Problem to solve:
Can you transcribe the material below word for word, from the line containing "the woman's nose" through the end of the material, including both of those lines?

# # # # #

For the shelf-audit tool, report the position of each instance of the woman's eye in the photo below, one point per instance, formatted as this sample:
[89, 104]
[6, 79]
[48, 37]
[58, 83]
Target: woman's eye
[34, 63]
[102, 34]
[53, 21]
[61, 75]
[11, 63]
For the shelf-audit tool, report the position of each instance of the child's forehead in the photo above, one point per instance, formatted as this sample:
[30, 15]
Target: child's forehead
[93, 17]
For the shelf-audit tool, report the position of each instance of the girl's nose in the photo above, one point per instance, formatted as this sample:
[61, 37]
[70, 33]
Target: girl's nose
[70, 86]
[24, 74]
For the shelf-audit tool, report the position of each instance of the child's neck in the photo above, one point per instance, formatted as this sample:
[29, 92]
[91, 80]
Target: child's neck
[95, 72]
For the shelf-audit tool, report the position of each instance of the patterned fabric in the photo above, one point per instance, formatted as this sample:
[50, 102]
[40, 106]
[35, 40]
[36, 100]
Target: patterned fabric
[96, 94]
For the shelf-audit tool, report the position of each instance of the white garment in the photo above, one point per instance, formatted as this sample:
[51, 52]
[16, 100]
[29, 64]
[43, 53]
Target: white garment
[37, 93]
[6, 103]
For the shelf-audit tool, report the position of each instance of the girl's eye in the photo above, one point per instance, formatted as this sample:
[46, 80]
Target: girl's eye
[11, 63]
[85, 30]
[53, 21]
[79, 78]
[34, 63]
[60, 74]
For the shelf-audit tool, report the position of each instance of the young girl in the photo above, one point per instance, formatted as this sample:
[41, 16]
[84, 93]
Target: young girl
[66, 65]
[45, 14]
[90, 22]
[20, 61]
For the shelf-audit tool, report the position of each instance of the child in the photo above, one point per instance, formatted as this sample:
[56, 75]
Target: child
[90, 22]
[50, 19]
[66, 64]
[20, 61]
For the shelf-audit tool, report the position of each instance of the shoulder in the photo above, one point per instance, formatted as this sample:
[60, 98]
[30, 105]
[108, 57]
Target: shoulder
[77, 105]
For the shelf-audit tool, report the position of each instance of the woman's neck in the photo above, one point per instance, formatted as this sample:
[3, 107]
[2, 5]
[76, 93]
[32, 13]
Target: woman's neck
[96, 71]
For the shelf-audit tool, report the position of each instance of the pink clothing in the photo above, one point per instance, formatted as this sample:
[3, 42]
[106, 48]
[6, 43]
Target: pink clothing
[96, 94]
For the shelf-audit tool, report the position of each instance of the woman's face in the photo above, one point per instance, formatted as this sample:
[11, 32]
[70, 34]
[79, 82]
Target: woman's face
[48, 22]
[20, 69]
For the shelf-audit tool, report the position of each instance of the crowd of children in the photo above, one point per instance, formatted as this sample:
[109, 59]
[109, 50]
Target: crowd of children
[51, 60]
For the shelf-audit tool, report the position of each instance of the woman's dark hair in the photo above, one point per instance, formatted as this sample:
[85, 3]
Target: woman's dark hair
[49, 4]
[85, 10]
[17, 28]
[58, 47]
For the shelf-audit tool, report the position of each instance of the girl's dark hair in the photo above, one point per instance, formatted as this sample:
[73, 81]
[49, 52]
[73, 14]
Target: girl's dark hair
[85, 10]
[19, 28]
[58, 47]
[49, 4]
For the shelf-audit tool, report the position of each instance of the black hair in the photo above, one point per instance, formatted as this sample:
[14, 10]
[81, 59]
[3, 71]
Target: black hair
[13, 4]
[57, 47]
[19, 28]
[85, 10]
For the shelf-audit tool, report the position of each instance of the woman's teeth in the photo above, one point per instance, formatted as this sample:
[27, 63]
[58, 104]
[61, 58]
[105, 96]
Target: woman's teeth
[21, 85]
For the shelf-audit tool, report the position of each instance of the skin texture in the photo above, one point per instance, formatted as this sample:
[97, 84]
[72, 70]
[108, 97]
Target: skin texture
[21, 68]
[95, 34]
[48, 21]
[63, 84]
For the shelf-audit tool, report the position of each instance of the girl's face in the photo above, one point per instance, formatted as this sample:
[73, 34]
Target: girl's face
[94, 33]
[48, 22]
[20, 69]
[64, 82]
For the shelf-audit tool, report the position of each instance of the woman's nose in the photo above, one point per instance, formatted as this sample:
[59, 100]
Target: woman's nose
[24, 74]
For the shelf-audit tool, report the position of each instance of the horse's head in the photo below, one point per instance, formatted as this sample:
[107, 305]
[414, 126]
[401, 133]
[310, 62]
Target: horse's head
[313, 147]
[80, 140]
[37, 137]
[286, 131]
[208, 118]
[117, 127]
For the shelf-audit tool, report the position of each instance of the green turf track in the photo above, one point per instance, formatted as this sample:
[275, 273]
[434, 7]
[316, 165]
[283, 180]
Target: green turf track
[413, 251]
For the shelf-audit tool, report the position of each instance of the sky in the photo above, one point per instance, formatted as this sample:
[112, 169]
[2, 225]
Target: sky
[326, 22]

# # # # #

Response:
For the shelf-audit tool, report the position of each instance of the woman's nose in the photo above, one point per instance, formatted as this sample:
[59, 100]
Target: woman's nose
[24, 74]
For the shelf-audit tool, report the position of each instance of the horse's head in the photo below, one point per instance, formatted as this sample:
[107, 305]
[414, 126]
[401, 133]
[310, 62]
Target: horse's head
[313, 147]
[80, 140]
[37, 137]
[286, 131]
[208, 118]
[117, 127]
For the shelf-audit tool, report the position of each instance of the green turf track in the photo above, one point per instance, formatted as this sample:
[275, 273]
[434, 7]
[316, 165]
[283, 180]
Target: green turf track
[413, 251]
For the shelf-audit tool, report the position of each instance of the sky in the photo above, one point per instance, formatted as this sample:
[112, 169]
[2, 225]
Target: sky
[326, 22]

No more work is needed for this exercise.